What the task asks
Select each line of the rows below that contains the string "flower", with case counting, and copy those lines out.

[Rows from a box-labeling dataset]
+ + + + +

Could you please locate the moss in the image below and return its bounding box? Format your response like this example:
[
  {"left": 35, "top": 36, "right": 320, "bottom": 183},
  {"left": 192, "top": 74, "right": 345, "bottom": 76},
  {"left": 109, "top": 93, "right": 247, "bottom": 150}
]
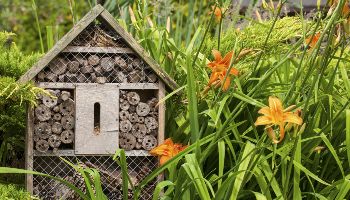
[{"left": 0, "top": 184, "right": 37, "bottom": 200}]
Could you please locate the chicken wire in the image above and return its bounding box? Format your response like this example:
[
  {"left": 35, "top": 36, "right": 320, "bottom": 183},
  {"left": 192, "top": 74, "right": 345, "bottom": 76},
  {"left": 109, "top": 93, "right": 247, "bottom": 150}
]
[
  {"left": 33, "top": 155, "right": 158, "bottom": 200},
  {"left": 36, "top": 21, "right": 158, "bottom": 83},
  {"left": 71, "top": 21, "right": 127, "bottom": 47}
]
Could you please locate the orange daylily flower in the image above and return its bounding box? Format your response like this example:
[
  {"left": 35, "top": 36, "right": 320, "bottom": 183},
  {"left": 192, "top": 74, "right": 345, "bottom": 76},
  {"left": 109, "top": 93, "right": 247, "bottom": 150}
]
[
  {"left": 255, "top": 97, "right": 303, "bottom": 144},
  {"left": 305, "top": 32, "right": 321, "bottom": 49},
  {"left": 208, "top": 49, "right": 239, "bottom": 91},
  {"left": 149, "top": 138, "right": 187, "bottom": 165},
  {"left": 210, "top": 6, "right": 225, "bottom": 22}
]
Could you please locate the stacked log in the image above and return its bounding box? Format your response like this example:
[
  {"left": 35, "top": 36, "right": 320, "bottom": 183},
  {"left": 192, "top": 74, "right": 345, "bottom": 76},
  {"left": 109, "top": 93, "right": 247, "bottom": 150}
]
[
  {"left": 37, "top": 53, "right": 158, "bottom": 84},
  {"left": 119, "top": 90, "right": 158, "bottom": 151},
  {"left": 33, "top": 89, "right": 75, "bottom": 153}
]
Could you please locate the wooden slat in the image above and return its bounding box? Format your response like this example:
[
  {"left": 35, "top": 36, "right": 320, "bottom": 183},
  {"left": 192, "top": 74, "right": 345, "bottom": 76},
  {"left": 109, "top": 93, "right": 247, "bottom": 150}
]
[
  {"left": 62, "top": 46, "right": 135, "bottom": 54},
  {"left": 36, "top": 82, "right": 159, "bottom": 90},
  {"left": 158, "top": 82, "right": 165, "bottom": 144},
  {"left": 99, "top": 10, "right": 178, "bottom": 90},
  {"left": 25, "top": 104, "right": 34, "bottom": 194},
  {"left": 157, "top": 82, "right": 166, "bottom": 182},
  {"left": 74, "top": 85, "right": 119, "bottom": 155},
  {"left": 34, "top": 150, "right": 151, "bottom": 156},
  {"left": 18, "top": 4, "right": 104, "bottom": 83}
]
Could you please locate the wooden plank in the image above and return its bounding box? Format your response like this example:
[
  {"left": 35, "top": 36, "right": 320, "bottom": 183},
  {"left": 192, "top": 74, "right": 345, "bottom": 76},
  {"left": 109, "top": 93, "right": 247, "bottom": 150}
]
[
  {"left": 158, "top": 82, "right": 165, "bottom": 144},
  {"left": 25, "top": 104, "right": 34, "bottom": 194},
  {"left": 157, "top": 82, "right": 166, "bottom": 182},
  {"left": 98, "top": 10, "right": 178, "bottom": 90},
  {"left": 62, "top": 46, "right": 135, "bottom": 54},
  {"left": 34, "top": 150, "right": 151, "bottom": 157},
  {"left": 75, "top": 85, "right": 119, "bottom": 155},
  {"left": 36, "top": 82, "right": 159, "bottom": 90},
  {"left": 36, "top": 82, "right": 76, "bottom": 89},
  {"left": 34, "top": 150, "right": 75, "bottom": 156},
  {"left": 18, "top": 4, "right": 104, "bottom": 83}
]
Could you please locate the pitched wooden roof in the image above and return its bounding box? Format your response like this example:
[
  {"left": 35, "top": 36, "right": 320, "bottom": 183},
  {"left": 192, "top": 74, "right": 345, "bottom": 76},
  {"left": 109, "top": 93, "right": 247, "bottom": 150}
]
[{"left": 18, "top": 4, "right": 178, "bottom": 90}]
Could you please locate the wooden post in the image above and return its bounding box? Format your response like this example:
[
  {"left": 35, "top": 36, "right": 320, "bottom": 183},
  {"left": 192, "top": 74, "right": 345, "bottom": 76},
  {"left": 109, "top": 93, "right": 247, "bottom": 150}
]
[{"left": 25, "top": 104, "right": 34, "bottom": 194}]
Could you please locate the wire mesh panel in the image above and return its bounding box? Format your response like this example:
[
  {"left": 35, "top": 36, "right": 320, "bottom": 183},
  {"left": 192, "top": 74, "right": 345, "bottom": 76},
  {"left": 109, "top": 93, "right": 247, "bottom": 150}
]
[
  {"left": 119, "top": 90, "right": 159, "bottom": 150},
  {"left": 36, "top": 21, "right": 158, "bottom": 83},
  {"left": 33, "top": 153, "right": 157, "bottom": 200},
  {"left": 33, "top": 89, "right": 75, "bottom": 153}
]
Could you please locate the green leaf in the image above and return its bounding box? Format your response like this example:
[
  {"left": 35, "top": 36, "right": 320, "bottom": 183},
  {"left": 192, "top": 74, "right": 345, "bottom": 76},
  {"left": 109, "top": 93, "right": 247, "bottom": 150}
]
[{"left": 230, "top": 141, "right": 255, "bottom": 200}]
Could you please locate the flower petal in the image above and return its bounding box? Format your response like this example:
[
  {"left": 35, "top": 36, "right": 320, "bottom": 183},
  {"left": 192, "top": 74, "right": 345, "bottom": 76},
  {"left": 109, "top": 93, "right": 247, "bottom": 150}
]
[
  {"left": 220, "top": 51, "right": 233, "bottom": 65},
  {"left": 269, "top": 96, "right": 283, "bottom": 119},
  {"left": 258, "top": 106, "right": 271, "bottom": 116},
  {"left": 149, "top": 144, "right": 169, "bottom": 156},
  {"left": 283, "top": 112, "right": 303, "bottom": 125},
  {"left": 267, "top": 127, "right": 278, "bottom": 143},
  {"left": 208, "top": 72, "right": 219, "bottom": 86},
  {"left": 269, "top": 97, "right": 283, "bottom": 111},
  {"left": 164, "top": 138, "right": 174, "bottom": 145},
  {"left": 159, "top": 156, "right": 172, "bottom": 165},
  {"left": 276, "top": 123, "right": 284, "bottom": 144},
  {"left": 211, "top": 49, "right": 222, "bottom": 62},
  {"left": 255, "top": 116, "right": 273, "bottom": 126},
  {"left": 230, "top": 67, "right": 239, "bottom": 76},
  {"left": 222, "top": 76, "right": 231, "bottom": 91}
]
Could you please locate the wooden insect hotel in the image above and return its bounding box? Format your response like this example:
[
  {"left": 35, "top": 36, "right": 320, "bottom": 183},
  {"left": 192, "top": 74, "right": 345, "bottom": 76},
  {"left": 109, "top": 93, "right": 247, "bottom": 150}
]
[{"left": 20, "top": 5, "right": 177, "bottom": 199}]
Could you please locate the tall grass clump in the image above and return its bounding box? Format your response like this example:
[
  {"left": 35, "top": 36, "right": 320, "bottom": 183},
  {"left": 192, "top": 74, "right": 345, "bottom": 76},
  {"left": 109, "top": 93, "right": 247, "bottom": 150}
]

+ + + + +

Written answer
Could you please locate the orange daylily flower in the image above and return its bounding box? Format your response like this example:
Could you please locate the flower petal in the image above and return its bounding box? Format your response like this example:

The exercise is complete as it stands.